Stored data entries
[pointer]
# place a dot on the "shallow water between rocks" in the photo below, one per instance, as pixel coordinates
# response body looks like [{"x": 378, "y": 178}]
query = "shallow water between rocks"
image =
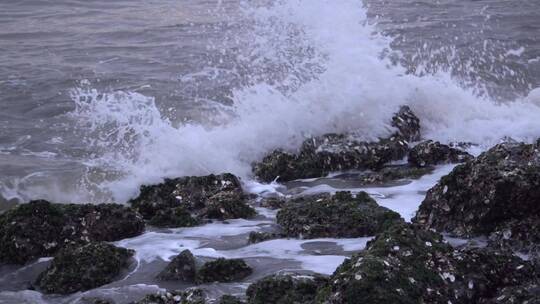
[{"x": 229, "y": 239}]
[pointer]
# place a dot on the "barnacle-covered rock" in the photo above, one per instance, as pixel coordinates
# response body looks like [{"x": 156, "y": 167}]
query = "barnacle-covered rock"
[
  {"x": 321, "y": 155},
  {"x": 79, "y": 268},
  {"x": 183, "y": 267},
  {"x": 407, "y": 264},
  {"x": 496, "y": 194},
  {"x": 430, "y": 153},
  {"x": 223, "y": 270},
  {"x": 286, "y": 289},
  {"x": 186, "y": 201},
  {"x": 40, "y": 228},
  {"x": 339, "y": 215},
  {"x": 190, "y": 296}
]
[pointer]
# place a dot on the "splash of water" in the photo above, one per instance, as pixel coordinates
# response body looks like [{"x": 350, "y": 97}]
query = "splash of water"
[{"x": 317, "y": 67}]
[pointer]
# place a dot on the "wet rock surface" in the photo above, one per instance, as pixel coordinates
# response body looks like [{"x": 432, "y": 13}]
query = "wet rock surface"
[
  {"x": 79, "y": 268},
  {"x": 429, "y": 153},
  {"x": 223, "y": 270},
  {"x": 407, "y": 264},
  {"x": 228, "y": 299},
  {"x": 187, "y": 201},
  {"x": 257, "y": 237},
  {"x": 321, "y": 155},
  {"x": 40, "y": 228},
  {"x": 285, "y": 289},
  {"x": 496, "y": 194},
  {"x": 339, "y": 215},
  {"x": 183, "y": 267},
  {"x": 190, "y": 296}
]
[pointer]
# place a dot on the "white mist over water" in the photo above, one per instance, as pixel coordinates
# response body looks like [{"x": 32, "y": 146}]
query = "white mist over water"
[{"x": 334, "y": 79}]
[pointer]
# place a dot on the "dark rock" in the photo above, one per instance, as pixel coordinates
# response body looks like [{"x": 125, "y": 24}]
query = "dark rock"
[
  {"x": 227, "y": 205},
  {"x": 272, "y": 202},
  {"x": 223, "y": 270},
  {"x": 339, "y": 215},
  {"x": 29, "y": 231},
  {"x": 487, "y": 270},
  {"x": 430, "y": 153},
  {"x": 103, "y": 222},
  {"x": 257, "y": 237},
  {"x": 39, "y": 228},
  {"x": 183, "y": 268},
  {"x": 92, "y": 300},
  {"x": 285, "y": 289},
  {"x": 190, "y": 296},
  {"x": 524, "y": 294},
  {"x": 407, "y": 123},
  {"x": 321, "y": 155},
  {"x": 228, "y": 299},
  {"x": 520, "y": 234},
  {"x": 390, "y": 174},
  {"x": 497, "y": 193},
  {"x": 80, "y": 268},
  {"x": 407, "y": 264},
  {"x": 173, "y": 217},
  {"x": 184, "y": 202}
]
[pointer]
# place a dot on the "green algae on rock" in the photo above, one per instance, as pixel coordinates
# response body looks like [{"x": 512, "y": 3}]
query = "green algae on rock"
[
  {"x": 321, "y": 155},
  {"x": 407, "y": 264},
  {"x": 285, "y": 289},
  {"x": 496, "y": 194},
  {"x": 339, "y": 215},
  {"x": 40, "y": 228},
  {"x": 186, "y": 201},
  {"x": 79, "y": 268},
  {"x": 190, "y": 296},
  {"x": 183, "y": 267},
  {"x": 429, "y": 153},
  {"x": 223, "y": 270}
]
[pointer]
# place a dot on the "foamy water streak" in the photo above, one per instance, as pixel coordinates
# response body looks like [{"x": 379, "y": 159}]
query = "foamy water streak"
[{"x": 349, "y": 88}]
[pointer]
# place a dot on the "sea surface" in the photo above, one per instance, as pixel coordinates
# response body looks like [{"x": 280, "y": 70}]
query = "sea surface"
[{"x": 99, "y": 97}]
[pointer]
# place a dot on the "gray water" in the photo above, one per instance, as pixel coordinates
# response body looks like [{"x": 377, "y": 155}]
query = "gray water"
[
  {"x": 98, "y": 97},
  {"x": 189, "y": 55}
]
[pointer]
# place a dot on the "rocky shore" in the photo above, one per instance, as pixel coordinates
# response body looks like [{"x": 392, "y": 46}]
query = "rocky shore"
[{"x": 495, "y": 196}]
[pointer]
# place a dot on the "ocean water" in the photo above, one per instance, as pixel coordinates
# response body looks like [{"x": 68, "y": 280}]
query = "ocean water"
[{"x": 99, "y": 97}]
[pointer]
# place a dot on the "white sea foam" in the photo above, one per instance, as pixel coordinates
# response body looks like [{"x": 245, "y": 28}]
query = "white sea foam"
[{"x": 349, "y": 87}]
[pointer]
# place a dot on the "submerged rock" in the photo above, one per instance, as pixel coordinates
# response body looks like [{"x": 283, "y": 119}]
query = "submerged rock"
[
  {"x": 321, "y": 155},
  {"x": 407, "y": 264},
  {"x": 80, "y": 268},
  {"x": 173, "y": 217},
  {"x": 430, "y": 153},
  {"x": 223, "y": 270},
  {"x": 95, "y": 300},
  {"x": 184, "y": 202},
  {"x": 103, "y": 222},
  {"x": 272, "y": 202},
  {"x": 498, "y": 193},
  {"x": 285, "y": 289},
  {"x": 407, "y": 123},
  {"x": 183, "y": 268},
  {"x": 257, "y": 237},
  {"x": 339, "y": 215},
  {"x": 39, "y": 228},
  {"x": 228, "y": 299},
  {"x": 391, "y": 174},
  {"x": 190, "y": 296}
]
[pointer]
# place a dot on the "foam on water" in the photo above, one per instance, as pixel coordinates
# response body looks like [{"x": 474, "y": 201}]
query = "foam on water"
[{"x": 350, "y": 87}]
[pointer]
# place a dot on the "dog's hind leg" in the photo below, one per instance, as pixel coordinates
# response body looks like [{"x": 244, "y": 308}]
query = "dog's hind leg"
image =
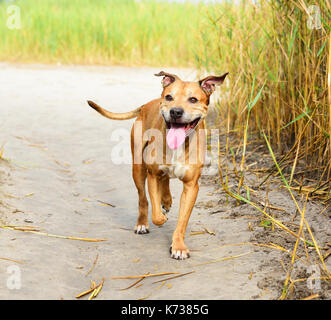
[{"x": 139, "y": 173}]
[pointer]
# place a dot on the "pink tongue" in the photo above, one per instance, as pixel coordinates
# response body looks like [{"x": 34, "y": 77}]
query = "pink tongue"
[{"x": 175, "y": 137}]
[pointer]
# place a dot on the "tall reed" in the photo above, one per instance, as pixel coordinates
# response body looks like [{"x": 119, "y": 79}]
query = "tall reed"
[{"x": 272, "y": 45}]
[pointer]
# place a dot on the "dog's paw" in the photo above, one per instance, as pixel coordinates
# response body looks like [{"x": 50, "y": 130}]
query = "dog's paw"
[
  {"x": 141, "y": 229},
  {"x": 180, "y": 254},
  {"x": 164, "y": 210}
]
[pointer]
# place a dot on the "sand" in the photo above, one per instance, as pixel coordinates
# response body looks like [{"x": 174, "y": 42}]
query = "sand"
[{"x": 57, "y": 172}]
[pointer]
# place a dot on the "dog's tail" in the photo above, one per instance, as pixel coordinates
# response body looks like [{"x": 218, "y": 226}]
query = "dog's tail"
[{"x": 115, "y": 116}]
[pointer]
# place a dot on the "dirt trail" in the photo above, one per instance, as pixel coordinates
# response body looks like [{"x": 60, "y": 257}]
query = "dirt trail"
[{"x": 58, "y": 171}]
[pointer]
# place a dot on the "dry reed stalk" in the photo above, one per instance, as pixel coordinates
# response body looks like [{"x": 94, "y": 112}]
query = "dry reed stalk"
[{"x": 51, "y": 235}]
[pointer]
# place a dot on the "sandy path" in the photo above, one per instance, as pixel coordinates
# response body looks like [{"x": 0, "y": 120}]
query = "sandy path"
[{"x": 60, "y": 166}]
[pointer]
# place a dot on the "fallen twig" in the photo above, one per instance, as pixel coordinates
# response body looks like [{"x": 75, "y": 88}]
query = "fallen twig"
[{"x": 50, "y": 235}]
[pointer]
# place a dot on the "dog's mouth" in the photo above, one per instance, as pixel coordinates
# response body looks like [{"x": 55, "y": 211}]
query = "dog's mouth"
[{"x": 177, "y": 132}]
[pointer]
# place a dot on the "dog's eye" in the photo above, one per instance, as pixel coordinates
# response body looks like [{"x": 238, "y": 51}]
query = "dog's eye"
[
  {"x": 168, "y": 97},
  {"x": 193, "y": 100}
]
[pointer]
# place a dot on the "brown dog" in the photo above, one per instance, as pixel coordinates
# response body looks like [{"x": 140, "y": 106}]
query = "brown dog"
[{"x": 167, "y": 134}]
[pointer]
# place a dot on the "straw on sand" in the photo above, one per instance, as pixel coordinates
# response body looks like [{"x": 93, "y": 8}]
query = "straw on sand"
[{"x": 19, "y": 228}]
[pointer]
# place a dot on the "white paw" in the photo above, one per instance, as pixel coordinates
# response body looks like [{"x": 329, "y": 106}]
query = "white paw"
[
  {"x": 141, "y": 229},
  {"x": 179, "y": 254}
]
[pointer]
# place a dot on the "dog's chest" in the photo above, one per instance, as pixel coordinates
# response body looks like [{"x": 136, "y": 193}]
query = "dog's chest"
[{"x": 175, "y": 168}]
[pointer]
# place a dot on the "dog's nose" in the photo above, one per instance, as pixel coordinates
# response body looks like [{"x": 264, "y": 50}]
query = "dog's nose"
[{"x": 176, "y": 113}]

- [Your goal]:
Every line above with the word "between" is to be copied out.

- [Response below]:
# place a dot on the "shallow water between rocks" in the photo below, one per instance, as pixel coordinates
query = "shallow water between rocks"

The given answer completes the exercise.